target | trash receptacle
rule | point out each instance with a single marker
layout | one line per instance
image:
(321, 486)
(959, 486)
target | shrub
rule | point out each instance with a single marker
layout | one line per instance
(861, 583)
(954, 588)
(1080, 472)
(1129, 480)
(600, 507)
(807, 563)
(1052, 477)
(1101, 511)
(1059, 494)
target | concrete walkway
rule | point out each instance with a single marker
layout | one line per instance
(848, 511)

───

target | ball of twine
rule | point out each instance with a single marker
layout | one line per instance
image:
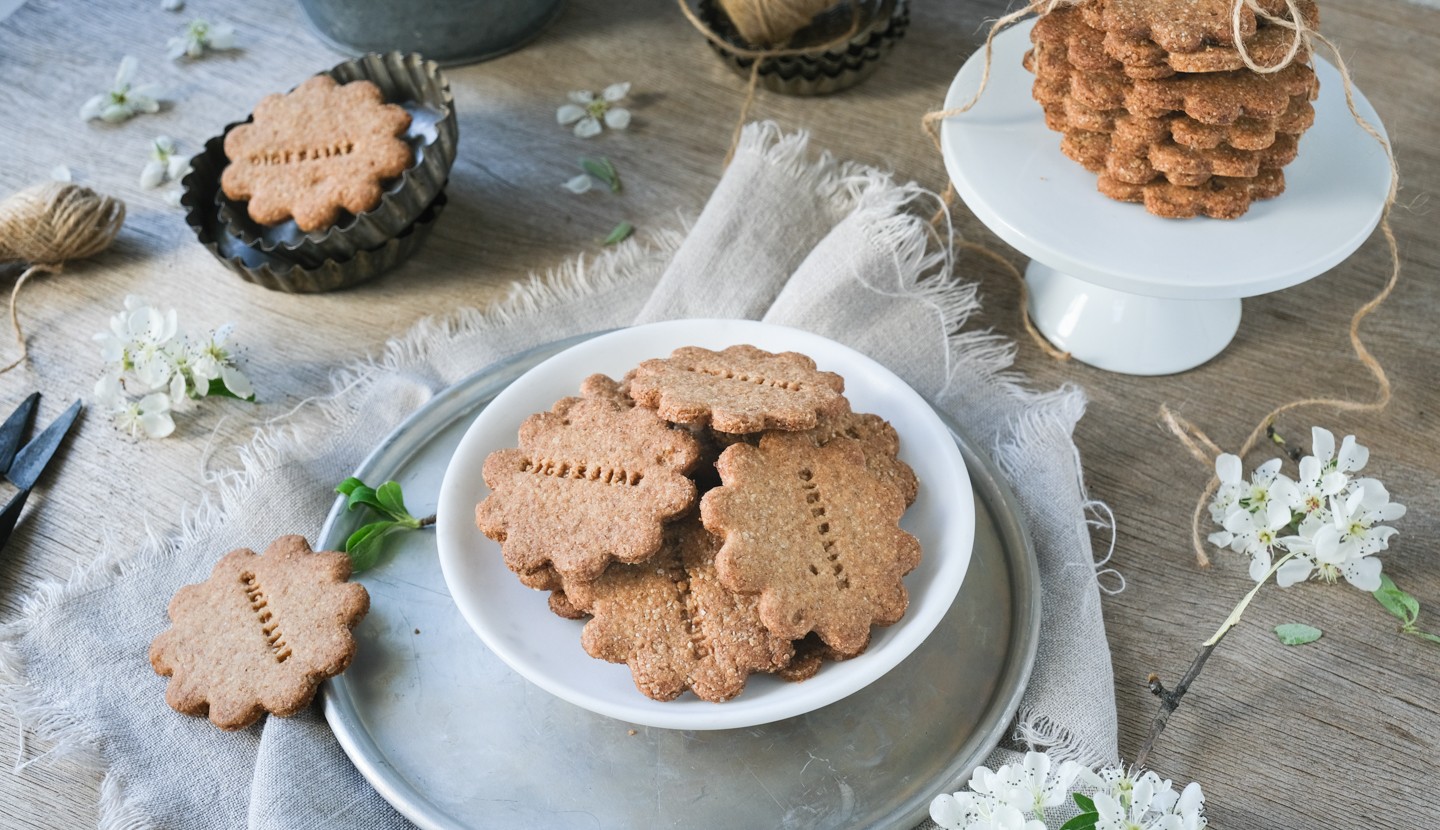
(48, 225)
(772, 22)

───

**Exercise description:**
Print the records above without any change, starting at the line that contains "target | trash receptacle" and ending with the line that contains "(1059, 494)".

**Completed task:**
target | trash receptacle
rule | point out each instance with a single marker
layout | one line per instance
image:
(321, 486)
(959, 486)
target | shrub
rule | point out each instance with a single marker
layout | one line per instance
(861, 583)
(954, 588)
(1080, 472)
(1129, 480)
(600, 507)
(807, 563)
(1052, 477)
(1101, 511)
(1059, 494)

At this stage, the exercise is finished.